* Begin *
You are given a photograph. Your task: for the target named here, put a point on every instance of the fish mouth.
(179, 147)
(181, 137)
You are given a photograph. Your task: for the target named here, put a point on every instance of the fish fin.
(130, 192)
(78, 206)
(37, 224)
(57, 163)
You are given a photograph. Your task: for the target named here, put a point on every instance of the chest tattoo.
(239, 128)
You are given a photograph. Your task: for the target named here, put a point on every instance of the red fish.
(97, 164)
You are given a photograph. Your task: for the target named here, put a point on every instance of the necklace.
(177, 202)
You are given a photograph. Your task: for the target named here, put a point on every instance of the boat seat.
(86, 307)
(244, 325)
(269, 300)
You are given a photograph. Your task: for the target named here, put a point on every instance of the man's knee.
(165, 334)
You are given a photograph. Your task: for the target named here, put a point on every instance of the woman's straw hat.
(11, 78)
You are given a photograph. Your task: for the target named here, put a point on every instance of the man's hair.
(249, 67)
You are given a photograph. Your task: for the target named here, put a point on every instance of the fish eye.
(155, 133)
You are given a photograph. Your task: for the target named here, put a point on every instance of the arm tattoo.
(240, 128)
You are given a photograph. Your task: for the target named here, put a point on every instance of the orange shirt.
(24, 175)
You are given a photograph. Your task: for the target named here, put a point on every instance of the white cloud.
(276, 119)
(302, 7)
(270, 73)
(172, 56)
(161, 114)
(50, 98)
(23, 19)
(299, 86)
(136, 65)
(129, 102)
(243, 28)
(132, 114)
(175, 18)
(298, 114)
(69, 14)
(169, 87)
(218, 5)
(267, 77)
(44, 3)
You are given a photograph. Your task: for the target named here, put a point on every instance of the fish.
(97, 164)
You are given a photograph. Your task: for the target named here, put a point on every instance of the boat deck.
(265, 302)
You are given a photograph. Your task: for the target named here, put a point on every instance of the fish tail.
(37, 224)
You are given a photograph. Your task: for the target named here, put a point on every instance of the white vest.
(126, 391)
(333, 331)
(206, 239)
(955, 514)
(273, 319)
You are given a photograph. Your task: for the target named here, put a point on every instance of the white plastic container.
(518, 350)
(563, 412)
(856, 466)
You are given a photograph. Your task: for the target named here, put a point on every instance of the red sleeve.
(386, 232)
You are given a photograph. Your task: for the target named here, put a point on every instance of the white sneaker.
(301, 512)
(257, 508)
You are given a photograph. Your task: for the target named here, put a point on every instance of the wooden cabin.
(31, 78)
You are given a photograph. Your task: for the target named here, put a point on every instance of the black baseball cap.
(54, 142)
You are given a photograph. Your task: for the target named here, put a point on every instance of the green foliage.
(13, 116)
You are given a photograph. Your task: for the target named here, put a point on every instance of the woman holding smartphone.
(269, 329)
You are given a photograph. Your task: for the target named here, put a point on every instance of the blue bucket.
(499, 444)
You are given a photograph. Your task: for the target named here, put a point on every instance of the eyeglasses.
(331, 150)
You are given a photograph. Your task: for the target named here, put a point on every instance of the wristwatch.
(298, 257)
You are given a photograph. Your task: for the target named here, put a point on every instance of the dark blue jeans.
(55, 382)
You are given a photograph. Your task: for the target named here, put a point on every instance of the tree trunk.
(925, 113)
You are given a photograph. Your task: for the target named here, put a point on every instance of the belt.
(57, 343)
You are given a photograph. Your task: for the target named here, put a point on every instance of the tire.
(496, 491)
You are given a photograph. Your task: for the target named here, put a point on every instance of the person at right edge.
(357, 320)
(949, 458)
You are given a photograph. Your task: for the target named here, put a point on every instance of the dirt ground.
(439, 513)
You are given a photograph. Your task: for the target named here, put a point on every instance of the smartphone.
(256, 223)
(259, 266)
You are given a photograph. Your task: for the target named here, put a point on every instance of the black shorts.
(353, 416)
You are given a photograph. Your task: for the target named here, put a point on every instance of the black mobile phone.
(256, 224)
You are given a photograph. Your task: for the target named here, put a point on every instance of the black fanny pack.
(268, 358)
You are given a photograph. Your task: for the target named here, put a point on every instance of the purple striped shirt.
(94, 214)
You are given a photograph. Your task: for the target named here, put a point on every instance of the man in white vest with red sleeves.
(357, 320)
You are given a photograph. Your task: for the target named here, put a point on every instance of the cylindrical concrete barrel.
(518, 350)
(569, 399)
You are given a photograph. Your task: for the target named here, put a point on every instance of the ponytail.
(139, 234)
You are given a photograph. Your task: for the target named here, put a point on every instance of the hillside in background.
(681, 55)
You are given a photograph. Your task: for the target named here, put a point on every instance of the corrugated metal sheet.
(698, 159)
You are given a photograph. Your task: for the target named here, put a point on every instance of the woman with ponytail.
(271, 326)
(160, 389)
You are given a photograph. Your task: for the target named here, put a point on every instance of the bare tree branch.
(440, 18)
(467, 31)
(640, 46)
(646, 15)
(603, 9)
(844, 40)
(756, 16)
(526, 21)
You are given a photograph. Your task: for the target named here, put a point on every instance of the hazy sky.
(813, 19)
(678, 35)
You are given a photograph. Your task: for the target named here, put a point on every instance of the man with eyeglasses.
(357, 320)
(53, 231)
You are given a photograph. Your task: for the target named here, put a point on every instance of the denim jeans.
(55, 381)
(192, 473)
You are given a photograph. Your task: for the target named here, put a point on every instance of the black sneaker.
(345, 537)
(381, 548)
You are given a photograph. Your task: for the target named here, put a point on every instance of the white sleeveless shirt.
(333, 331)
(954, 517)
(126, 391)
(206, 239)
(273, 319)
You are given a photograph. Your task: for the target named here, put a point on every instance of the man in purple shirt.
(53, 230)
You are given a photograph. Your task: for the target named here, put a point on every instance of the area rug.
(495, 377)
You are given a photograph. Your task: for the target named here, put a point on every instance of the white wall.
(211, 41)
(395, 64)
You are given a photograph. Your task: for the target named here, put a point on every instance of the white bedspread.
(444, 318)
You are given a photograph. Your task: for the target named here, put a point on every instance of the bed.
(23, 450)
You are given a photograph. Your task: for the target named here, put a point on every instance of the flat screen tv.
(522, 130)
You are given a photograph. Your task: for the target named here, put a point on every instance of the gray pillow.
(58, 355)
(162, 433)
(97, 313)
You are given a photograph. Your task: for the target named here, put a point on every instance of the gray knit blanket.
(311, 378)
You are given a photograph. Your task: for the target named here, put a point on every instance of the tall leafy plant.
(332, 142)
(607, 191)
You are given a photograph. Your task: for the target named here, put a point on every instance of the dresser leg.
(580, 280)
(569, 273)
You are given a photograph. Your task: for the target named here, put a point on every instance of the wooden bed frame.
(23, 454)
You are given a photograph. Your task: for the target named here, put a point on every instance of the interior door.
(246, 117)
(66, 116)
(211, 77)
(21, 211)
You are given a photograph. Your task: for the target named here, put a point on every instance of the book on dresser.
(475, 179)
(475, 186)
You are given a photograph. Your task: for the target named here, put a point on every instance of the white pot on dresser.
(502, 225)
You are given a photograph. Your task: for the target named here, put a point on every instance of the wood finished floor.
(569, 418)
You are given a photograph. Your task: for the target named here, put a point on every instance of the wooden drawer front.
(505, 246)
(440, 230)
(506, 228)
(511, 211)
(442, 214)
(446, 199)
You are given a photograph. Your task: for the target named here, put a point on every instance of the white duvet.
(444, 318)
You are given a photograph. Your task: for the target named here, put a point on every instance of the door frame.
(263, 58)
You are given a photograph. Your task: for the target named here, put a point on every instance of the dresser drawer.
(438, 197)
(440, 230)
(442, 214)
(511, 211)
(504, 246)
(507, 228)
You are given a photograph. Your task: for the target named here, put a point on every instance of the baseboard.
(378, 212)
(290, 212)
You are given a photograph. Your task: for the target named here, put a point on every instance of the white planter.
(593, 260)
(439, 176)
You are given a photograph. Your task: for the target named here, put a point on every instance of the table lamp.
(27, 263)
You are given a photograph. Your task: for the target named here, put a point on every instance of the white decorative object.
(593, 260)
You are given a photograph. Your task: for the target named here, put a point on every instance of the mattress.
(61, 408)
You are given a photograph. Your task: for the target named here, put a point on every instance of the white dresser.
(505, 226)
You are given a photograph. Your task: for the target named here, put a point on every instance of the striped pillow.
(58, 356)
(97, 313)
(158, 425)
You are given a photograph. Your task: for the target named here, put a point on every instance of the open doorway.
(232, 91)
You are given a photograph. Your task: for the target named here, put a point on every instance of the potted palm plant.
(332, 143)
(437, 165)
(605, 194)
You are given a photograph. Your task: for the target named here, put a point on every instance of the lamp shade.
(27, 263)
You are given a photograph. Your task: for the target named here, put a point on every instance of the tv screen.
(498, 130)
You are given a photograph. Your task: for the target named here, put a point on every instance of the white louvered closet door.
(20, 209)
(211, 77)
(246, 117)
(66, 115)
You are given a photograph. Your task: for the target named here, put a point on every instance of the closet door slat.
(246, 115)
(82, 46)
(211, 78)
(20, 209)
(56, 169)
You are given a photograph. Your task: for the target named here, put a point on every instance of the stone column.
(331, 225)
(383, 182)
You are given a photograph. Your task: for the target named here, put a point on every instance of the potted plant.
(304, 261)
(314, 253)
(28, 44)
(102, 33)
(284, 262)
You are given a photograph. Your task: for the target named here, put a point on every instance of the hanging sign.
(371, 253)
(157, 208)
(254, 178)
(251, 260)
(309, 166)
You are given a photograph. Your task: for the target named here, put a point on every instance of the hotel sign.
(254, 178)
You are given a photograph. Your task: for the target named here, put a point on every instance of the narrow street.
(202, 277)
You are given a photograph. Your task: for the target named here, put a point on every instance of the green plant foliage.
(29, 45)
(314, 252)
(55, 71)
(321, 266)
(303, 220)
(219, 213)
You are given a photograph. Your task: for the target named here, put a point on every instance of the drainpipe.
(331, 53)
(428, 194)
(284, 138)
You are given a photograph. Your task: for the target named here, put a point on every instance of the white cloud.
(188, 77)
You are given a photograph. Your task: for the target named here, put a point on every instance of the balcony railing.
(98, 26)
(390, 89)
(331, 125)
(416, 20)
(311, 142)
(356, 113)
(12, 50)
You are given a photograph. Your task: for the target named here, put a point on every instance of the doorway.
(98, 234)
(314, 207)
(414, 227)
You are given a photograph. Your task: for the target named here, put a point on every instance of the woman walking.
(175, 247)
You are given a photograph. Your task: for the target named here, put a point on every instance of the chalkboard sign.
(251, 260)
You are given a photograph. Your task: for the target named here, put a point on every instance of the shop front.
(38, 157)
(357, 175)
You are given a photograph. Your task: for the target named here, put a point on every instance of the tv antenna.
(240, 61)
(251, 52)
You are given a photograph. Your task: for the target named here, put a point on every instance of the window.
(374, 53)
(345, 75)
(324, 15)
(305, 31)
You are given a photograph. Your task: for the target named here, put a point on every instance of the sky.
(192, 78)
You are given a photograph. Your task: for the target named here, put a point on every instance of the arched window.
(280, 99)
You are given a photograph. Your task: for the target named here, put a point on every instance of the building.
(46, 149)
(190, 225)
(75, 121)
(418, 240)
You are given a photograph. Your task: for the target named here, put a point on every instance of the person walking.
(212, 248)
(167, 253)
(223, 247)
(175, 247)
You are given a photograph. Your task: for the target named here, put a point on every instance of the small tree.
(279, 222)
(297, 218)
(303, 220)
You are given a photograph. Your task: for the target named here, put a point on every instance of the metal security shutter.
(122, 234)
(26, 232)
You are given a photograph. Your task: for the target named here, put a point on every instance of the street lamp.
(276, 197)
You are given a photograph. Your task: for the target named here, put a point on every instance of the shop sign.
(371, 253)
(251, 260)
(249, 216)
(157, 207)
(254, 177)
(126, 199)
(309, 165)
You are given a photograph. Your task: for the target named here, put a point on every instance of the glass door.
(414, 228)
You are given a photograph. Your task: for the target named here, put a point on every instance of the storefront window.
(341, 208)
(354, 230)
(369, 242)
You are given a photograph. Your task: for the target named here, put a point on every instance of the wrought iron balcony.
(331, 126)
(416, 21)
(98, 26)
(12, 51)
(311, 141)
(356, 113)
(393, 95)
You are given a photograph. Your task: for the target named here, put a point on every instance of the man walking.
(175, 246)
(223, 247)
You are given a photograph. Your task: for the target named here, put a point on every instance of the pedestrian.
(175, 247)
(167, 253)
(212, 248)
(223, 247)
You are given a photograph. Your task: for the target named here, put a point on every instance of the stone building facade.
* End *
● **STATED TASK**: Everything from the line containing "the shop sign." through the last line of the records must be given again exactly; leave out all other lines.

● **RIGHT ANSWER**:
You are given a photograph. Your task: for the target named here, put a point on every instance of the shop sign.
(371, 253)
(251, 260)
(249, 216)
(157, 207)
(254, 177)
(126, 199)
(309, 165)
You are given a photograph. Your task: for the target named here, put a point on every instance of the glass door.
(414, 228)
You are given a photograph. Your task: for the target named here, put a point on every instance of the storefront window.
(341, 208)
(354, 230)
(369, 242)
You are given a photograph. Your task: for the target named here, put a point on every instance of the wrought iron balcony.
(331, 126)
(416, 21)
(98, 26)
(12, 51)
(311, 141)
(356, 113)
(393, 95)
You are given a photograph. Your task: for the target named here, put a point on every instance of the man walking.
(175, 246)
(223, 247)
You are given a photograph. Your task: for the target named here, put a point on every instance of the pedestrian.
(175, 247)
(167, 253)
(212, 248)
(223, 247)
You are given a photograph. Your task: for the target named here, put a point on every instance of the stone building facade.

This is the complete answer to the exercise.